§ Job
Reproduce, line for line, the part of the records that opens with the line containing "Where can the girl in dark" and closes with the line containing "<point>105,198</point>", including both of those lines.

[begin Records provided]

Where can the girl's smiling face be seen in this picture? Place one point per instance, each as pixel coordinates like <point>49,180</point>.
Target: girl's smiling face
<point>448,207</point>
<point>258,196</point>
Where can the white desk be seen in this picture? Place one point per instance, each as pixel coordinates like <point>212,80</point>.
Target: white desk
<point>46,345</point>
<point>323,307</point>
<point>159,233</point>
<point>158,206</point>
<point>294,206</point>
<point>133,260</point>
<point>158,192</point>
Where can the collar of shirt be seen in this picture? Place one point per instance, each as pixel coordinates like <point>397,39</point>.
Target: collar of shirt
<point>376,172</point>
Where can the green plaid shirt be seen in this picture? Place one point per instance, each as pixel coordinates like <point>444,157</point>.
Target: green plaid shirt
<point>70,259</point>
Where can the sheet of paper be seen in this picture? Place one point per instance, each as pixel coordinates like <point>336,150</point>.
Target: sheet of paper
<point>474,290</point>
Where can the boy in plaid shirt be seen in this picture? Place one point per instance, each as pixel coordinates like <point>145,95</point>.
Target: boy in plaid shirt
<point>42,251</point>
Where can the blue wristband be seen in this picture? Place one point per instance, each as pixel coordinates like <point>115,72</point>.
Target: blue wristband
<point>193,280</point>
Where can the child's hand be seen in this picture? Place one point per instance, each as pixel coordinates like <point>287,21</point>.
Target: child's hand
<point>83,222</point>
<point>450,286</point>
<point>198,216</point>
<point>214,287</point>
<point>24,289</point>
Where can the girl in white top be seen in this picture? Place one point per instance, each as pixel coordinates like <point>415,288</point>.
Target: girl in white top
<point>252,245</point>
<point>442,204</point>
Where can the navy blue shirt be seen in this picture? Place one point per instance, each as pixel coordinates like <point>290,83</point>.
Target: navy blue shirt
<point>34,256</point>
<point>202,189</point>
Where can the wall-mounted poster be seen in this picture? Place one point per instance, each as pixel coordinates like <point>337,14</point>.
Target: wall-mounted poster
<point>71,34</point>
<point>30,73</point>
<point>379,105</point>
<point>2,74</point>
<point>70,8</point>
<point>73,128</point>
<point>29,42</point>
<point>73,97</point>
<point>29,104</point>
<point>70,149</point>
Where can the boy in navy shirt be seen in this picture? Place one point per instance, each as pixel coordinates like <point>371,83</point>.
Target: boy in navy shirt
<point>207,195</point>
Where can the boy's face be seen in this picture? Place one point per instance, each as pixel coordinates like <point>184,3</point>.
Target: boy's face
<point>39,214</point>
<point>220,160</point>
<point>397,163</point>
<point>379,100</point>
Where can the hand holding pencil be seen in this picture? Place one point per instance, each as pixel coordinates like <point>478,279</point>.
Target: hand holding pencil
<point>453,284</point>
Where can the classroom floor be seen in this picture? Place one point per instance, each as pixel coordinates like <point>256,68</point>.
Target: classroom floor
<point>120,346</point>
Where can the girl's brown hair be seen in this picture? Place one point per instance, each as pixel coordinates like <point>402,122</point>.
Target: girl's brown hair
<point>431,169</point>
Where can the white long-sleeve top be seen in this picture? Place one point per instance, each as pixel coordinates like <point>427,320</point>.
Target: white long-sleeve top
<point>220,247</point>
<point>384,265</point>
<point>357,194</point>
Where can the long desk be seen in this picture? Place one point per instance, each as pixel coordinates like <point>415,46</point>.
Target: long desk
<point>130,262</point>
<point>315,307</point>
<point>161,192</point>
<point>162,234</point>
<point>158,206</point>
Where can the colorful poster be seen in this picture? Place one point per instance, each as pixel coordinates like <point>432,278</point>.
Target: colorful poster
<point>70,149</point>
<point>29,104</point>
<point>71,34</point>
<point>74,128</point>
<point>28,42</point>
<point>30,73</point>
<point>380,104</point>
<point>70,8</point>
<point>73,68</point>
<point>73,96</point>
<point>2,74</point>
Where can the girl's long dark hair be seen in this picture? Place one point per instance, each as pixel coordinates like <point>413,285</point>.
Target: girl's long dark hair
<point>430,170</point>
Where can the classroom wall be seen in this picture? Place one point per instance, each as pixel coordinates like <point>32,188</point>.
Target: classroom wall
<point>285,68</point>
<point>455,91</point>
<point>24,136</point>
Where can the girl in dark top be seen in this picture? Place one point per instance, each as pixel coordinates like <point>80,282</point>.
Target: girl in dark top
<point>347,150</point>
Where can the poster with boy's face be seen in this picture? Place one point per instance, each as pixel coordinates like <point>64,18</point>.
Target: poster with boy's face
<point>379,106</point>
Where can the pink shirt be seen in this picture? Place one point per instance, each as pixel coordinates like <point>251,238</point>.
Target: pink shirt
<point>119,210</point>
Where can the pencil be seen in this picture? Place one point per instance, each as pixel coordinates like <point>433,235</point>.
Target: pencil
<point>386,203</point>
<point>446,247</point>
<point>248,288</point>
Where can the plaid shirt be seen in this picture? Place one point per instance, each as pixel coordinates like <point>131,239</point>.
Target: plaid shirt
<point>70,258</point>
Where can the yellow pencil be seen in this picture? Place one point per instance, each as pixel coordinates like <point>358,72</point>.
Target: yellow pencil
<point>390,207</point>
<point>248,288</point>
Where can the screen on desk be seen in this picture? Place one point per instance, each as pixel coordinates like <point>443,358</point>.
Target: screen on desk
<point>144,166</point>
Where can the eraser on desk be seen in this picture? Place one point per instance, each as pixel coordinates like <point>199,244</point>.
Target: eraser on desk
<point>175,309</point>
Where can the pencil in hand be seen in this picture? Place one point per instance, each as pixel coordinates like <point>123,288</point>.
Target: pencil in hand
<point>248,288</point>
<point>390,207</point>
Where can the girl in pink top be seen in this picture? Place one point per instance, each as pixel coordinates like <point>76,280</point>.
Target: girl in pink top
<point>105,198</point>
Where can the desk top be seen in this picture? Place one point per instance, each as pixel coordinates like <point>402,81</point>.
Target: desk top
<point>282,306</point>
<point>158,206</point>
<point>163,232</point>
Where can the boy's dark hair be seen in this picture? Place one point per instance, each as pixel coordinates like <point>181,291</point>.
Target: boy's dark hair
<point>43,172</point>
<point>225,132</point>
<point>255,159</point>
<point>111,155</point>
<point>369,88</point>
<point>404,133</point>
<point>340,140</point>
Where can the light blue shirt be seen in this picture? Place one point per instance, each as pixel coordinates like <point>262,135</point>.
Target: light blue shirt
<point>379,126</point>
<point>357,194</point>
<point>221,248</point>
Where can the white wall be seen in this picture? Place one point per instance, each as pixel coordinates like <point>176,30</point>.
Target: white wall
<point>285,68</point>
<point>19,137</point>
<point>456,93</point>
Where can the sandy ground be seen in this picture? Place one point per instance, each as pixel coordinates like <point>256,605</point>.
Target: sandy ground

[end Records provided]

§ Final result
Where can the girl in dark top be seen in this picture? Place one point per instance, each as pixel coordinates like <point>80,282</point>.
Target: girl in dark top
<point>347,150</point>
Where can the poster with boy's face be seen in this picture? Place one point per instance, each as pixel coordinates like <point>64,18</point>.
Target: poster with boy's face
<point>379,106</point>
Where can the pink shirt be seen in this picture? Place one point per instance, each as pixel coordinates like <point>251,238</point>.
Target: pink shirt
<point>119,210</point>
Where can the pencil be seen in this picture? Place one point per instance, each as pixel coordinates like <point>433,235</point>.
Target: pencil
<point>386,203</point>
<point>446,247</point>
<point>248,288</point>
Where can the plaid shirt be seen in this picture? Place one point per instance, each as pixel coordinates like <point>131,239</point>.
Target: plaid shirt
<point>70,258</point>
Where can the yellow pencil be seen in this picture? Place one point per instance, each as pixel coordinates like <point>358,72</point>.
Target: yellow pencil
<point>390,207</point>
<point>248,288</point>
Where can the screen on desk be seen in this picture? Place one point per instance, each as pixel coordinates like <point>443,358</point>.
Target: screen on desk
<point>144,166</point>
Where can the eraser on desk be seen in this picture? Place one point per instance, each as pixel coordinates like <point>199,244</point>.
Target: eraser on desk
<point>175,309</point>
Where can the pencil in hand be seen in this picture? Place one point per instance, each as pixel coordinates like <point>123,288</point>.
Target: pencil in hand
<point>248,288</point>
<point>390,207</point>
Where can the girl in pink top be seen in this picture? Place one point per instance, each as pixel coordinates like <point>76,280</point>.
Target: girl in pink top
<point>105,198</point>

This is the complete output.